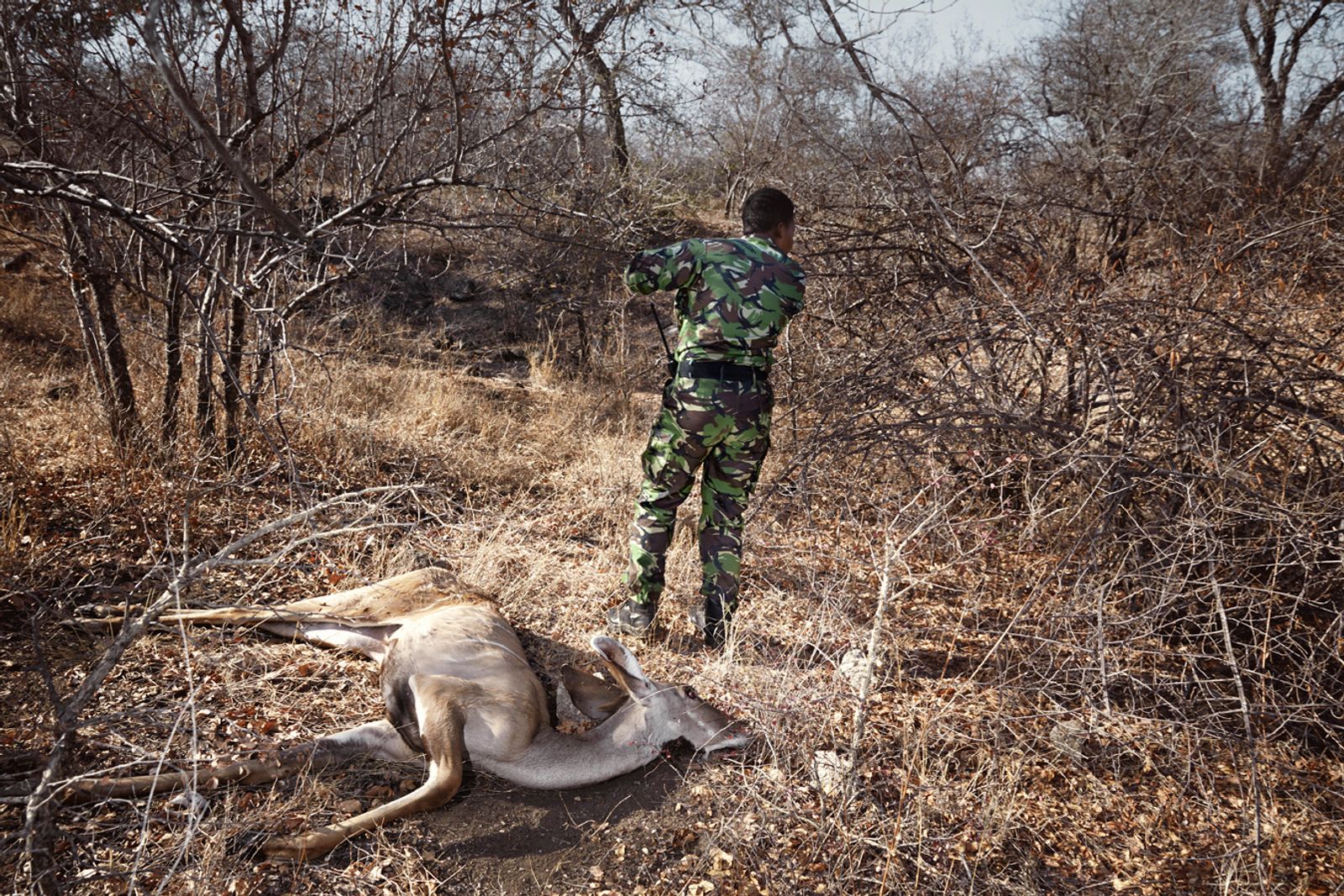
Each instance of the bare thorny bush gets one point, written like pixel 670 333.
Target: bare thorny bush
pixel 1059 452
---
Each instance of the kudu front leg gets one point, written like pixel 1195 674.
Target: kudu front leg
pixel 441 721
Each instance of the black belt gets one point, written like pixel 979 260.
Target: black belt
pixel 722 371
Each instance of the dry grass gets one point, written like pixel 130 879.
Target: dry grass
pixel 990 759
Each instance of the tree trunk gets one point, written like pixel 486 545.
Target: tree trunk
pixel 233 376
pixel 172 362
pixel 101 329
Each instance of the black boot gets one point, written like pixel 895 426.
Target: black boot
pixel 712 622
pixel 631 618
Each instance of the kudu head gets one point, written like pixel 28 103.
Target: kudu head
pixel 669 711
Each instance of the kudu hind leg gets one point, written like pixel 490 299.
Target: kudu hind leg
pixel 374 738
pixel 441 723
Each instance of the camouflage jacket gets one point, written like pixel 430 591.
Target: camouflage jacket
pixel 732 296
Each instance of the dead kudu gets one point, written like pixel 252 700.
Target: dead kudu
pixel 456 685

▶ **Activity**:
The string "written" may appear in the entries. Say how many lines contain it, as a bare number.

▶ **Solved problem**:
10